Text:
===============

Yet the following decade, which was defined by ultra-low interest rates, fueled a finance-driven, luxury-focused boom in the art market. Cheap capital and abundant liquidity drew in wealthy collectors and speculators, accelerating art’s transformation into a high-end asset class. This influx triggered rampant overproduction, as artists and galleries rushed to meet overheated demand, particularly during the pandemic years. But with today’s shifting economic conditions and demand and liquidity now sharply contracted, the market risks collapsing under the weight of its own excess, unless new forms of circulation and valuation emerge that reconnect artistic production to other forms of cultural and social capital.

How each subfield transforms artistic value into capital
Today, the art-market subfield—namely the for-profit sector, including commercial galleries, art fairs and auctions—is clearly driven by sales. Artists generate artistic value that is treated as a commodity and appraised through connoisseurship, whether by historical or medium-specific standards or, increasingly, by luxury-market criteria such as rarity, material cost and artisanal labor. While artistic value and market value are not always synonymous, financial value—essentially whether and how much an artist gets paid (or not paid at all)—is ultimately dictated by supply and demand, as Fraser notes.

===============

Recorded data:
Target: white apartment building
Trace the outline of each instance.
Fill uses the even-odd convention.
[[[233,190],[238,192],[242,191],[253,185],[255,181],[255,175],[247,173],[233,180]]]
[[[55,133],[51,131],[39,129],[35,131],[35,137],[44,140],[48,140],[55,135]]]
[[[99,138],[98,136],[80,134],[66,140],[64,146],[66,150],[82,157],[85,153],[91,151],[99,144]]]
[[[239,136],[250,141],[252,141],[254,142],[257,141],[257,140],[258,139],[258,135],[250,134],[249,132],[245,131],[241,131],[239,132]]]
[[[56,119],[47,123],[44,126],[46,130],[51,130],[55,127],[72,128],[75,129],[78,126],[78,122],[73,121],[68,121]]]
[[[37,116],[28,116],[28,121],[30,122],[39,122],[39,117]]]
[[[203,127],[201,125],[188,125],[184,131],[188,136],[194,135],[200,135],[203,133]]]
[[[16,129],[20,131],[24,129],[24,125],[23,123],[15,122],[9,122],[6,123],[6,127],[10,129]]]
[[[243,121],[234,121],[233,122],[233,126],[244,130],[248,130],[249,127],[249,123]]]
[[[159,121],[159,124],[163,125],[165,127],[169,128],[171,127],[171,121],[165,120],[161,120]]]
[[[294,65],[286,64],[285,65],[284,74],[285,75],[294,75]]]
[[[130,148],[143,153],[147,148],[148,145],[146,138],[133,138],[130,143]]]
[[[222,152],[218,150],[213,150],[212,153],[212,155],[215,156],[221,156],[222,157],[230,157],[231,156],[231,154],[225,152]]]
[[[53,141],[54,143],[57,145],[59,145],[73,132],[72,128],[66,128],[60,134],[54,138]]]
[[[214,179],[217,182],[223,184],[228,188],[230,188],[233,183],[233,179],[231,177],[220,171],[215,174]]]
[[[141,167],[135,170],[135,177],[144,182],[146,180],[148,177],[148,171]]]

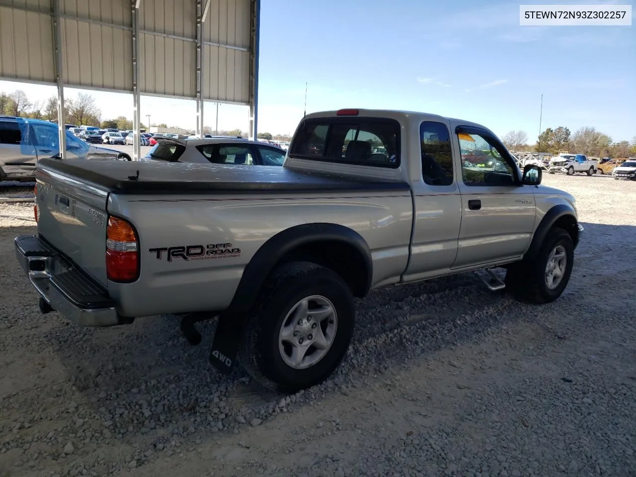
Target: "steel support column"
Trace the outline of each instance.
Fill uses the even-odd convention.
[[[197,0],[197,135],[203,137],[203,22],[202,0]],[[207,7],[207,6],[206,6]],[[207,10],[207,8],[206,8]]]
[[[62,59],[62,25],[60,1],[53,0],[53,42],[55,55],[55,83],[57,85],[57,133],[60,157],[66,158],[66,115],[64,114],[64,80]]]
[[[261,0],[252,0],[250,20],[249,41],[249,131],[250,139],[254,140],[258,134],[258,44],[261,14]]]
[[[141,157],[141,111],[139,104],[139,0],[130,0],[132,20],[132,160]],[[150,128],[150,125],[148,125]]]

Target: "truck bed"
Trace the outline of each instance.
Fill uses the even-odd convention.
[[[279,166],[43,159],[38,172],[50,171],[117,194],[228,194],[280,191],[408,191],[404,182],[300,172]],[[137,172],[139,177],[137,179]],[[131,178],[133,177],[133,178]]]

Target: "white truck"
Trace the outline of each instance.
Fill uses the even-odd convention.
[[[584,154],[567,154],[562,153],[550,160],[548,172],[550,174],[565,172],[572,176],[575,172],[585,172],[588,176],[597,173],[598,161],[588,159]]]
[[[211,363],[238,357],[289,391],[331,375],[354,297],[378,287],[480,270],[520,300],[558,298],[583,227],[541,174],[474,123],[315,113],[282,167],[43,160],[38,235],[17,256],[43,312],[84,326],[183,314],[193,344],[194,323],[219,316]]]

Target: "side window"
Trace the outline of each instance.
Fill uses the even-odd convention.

===============

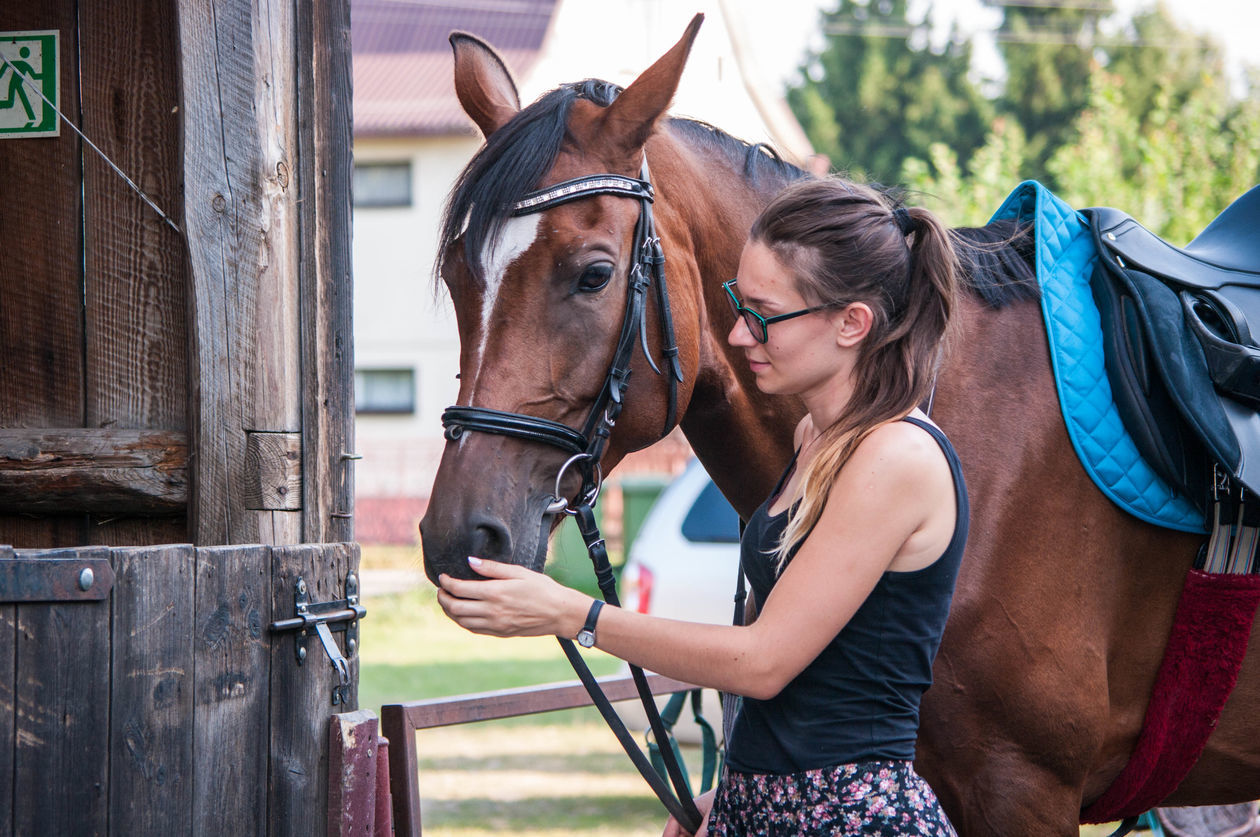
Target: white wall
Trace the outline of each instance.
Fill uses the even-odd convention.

===============

Instructions:
• 1. Copy the art market passage from "Yet the following" to "and social capital.", swapping "speculators" for "investors".
• 2. Pick up the art market passage after its final sentence and keep writing.
The data has nothing to do with the art market passage.

Answers for each item:
• 1.
Yet the following decade, which was defined by ultra-low interest rates, fueled a finance-driven, luxury-focused boom in the art market. Cheap capital and abundant liquidity drew in wealthy collectors and investors, accelerating art’s transformation into a high-end asset class. This influx triggered rampant overproduction, as artists and galleries rushed to meet overheated demand, particularly during the pandemic years. But with today’s shifting economic conditions and demand and liquidity now sharply contracted, the market risks collapsing under the weight of its own excess, unless new forms of circulation and valuation emerge that reconnect artistic production to other forms of cultural and social capital.

• 2.
By contrast, in the exhibition subfield comprising museums, biennials and cultural institutions, artists produce experience and knowledge rather than objects, earning income through exhibition fees, commissions and participation in institutional programs. Although this subfield sometimes overlaps with the commercial sector, its primary currency is cultural capital and public recognition. This helps explain why the list of the most exhibited artists in biennials and museums often differs significantly from those commanding the highest prices in the art market.
Both these first subfields operate according to distinct dynamics of value creation, already quite different from those in the academic subfield, where art is understood as a form of knowledge production, rooted in research and critical discourse. Operating within educational institutions, artists in this context earn income through teaching positions, academic appointments, research grants, publications and lectures, contributing both to the art field and to broader intellectual ecosystems, effectively converting artistic value into cultural capital. Here, the value and demand for artistic works are assessed through scholarly standards and disciplinary frameworks.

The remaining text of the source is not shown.